PROMPT » Collect every line in the material below that contains the string "concrete", copying each such line in full. A match counts only if its capitalization is the same.
_ _ _ _
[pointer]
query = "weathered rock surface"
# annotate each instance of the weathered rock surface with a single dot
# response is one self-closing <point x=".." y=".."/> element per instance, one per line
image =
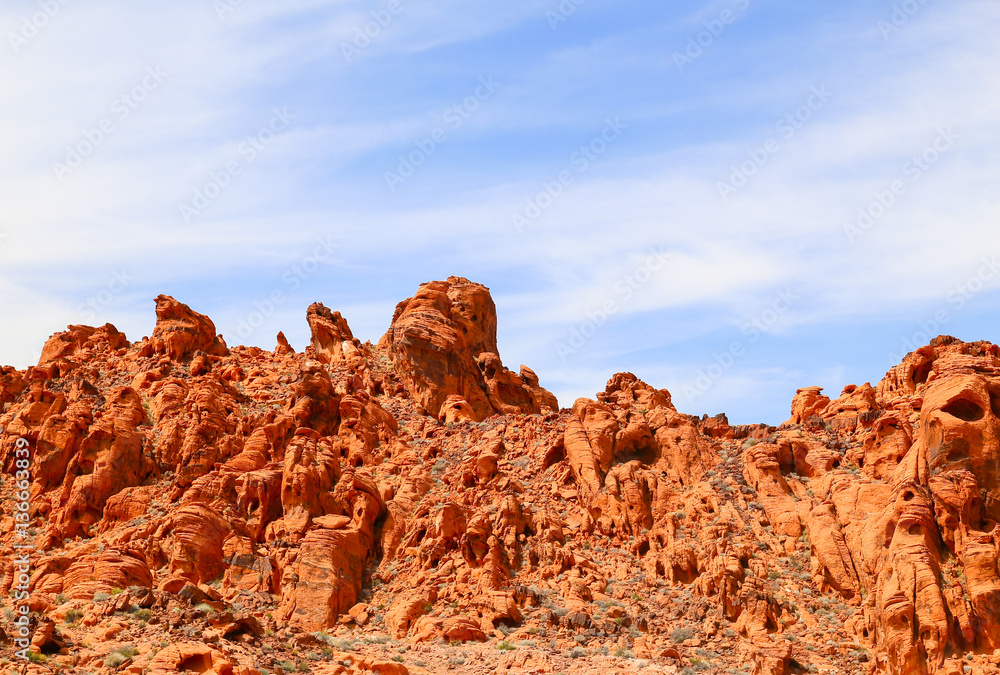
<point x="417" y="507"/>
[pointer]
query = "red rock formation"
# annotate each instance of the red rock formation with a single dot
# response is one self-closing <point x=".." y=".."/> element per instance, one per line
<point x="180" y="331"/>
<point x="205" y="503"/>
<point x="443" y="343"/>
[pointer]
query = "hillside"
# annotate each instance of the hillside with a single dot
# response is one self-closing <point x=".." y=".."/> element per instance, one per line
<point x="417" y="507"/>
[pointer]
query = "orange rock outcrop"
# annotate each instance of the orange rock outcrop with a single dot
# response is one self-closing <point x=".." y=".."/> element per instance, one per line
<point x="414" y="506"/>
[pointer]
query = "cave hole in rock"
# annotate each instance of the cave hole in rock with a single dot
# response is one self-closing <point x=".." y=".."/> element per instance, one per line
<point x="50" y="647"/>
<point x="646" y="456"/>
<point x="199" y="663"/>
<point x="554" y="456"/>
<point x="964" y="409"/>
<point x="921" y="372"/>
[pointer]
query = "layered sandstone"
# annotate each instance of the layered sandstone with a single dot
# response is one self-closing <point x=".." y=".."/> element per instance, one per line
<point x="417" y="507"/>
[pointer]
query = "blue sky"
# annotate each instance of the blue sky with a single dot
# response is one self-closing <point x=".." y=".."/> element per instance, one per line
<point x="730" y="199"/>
_ _ _ _
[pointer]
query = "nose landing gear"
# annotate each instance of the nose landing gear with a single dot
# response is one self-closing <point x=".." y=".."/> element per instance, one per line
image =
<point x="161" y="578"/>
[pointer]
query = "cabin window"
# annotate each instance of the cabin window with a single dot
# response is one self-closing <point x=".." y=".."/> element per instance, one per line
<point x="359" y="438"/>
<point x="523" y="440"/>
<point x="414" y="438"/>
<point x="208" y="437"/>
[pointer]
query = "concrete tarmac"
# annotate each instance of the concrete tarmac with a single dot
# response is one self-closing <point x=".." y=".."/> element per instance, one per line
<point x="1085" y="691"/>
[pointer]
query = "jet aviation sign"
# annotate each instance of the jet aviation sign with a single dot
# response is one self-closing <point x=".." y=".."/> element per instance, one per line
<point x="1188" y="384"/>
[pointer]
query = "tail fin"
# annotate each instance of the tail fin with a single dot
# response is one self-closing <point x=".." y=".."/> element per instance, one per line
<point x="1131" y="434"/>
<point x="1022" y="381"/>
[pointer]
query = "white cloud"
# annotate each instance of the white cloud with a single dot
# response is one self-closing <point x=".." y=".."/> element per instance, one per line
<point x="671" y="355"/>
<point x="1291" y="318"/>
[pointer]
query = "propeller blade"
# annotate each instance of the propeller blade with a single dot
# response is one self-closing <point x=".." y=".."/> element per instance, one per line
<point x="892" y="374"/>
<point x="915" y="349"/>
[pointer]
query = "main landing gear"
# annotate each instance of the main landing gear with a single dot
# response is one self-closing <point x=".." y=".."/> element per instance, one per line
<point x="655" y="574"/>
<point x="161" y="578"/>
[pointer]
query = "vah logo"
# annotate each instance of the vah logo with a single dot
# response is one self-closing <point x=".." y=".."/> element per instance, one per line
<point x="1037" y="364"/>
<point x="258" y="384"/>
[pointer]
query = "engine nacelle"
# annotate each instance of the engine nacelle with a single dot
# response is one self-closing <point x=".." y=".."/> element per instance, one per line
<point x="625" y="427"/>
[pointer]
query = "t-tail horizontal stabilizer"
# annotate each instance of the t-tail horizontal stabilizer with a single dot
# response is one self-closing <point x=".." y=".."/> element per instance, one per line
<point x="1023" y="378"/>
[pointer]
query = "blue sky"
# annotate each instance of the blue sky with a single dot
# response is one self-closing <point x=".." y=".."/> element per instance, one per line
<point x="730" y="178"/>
_ _ _ _
RESPONSE TO THE TASK »
query = "concrete tarmac"
# annotate each instance of the concrete tarmac with a single dot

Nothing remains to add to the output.